EXCERPTED TEXT:
Now that the data is about where we need it to be, let’s move on to the fun part: comparing the data series. Dynamic Time Warping (DTW) is a popular technique for analyzing time series, especially for those that vary in cadence and length.

In essence, DTW is a technique used to strategically map points in time series and find the minimum aggregate Euclidean distance between them. It does so, by creating a matrix comprised of the distances or “costs” between all the points in a time series. We then traverse the matrix, starting from the matrix cell at the beginning of both series, and select the points that have the least distance between each other. This is how the DTW pairs time series values to minimize the “cost” or distances between points. The visual below demonstrates this exact procedure:

I could spend more time explaining this approach, but this is a well-documented, accepted technique for pattern recognition. To really understand the technique, you can check out the following resources:

  • Youtube: The voice is a bit annoying, but contains a good high level explanation and walks through an example
  • DTWs in Finance: Interesting paper on a few ways DTWs can be effectively used in finance (I use a similar approach in this analysis).

For the purposes of this analysis, I used a “Fast DTW” Python package. Small digression: for off-the-shelf algorithms, running a DTW has O(n²) time and memory complexities, which isn’t great. There are a few algorithmic tricks that can bring the space and amortized time complexity down to O(n). The library I used leverages these tricks, which is why it’s called “Fast DTW.”

Running a DTW on the normalized, smoothened time series, I was able to obtain the distance between the time series and the lowest cost path.

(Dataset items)

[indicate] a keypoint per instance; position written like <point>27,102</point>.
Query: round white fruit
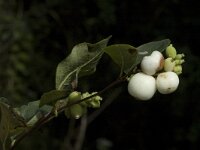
<point>142,86</point>
<point>167,82</point>
<point>153,63</point>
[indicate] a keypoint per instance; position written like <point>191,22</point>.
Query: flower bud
<point>167,82</point>
<point>74,96</point>
<point>179,61</point>
<point>179,56</point>
<point>178,69</point>
<point>171,51</point>
<point>169,64</point>
<point>153,63</point>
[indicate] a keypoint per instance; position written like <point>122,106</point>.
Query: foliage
<point>50,28</point>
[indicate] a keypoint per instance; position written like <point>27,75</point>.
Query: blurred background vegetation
<point>36,35</point>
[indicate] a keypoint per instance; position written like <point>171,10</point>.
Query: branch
<point>52,115</point>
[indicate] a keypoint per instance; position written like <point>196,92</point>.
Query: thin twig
<point>81,136</point>
<point>51,115</point>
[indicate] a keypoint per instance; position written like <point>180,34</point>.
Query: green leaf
<point>51,97</point>
<point>81,62</point>
<point>148,48</point>
<point>10,122</point>
<point>32,110</point>
<point>123,55</point>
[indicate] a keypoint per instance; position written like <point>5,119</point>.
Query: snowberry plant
<point>148,68</point>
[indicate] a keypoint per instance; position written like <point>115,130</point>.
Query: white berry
<point>167,82</point>
<point>153,63</point>
<point>142,86</point>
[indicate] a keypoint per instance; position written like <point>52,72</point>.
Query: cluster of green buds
<point>78,110</point>
<point>174,61</point>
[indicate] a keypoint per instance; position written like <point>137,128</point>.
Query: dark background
<point>36,35</point>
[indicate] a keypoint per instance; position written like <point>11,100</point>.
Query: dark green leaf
<point>148,48</point>
<point>10,122</point>
<point>81,62</point>
<point>51,97</point>
<point>31,110</point>
<point>122,54</point>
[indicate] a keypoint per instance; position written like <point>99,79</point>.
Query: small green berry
<point>171,51</point>
<point>179,61</point>
<point>179,56</point>
<point>178,69</point>
<point>75,111</point>
<point>169,64</point>
<point>74,96</point>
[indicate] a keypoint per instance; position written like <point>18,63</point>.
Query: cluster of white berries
<point>157,74</point>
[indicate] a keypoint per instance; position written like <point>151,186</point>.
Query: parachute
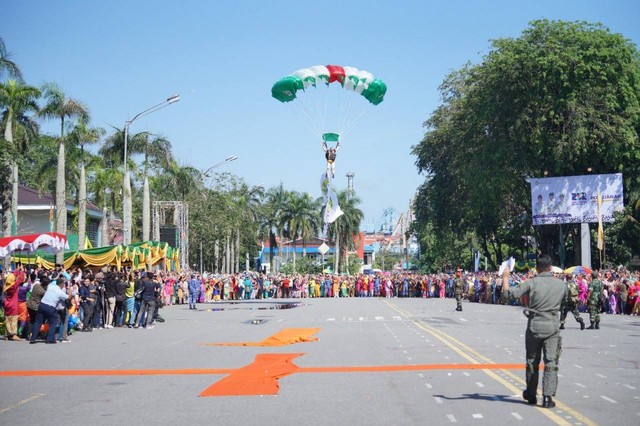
<point>350,78</point>
<point>324,95</point>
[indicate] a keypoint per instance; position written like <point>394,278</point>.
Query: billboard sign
<point>574,199</point>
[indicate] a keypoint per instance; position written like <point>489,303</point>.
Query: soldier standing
<point>546,294</point>
<point>571,304</point>
<point>593,301</point>
<point>458,289</point>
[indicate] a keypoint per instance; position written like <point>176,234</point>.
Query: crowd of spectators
<point>59,302</point>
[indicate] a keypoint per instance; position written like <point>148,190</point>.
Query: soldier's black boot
<point>547,402</point>
<point>533,400</point>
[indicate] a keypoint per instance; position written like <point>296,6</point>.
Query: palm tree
<point>347,225</point>
<point>300,218</point>
<point>104,186</point>
<point>82,135</point>
<point>58,106</point>
<point>16,100</point>
<point>158,149</point>
<point>7,65</point>
<point>271,218</point>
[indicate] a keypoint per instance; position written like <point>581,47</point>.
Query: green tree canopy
<point>562,97</point>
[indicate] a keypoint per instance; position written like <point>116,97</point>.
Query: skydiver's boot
<point>531,399</point>
<point>547,402</point>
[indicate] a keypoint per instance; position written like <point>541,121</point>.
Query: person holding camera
<point>148,305</point>
<point>47,309</point>
<point>87,301</point>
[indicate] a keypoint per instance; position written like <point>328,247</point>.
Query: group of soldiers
<point>571,303</point>
<point>594,303</point>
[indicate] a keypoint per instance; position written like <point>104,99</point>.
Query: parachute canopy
<point>350,78</point>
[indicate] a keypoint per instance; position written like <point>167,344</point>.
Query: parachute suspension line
<point>355,121</point>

WORK INSTRUCTIONS:
Answer these questions from the text on Dynamic Time Warping:
(a) What is the matrix that DTW creates made up of?
(b) What time and memory complexities does running a DTW have with off-the-shelf algorithms?
(c) What two things were obtained by running a DTW on the normalized, smoothened time series?

TASK RESPONSE:
(a) The distances, or "costs," between all the points in a time series.
(b) O(n²) for both time and memory.
(c) The distance between the time series and the lowest cost path.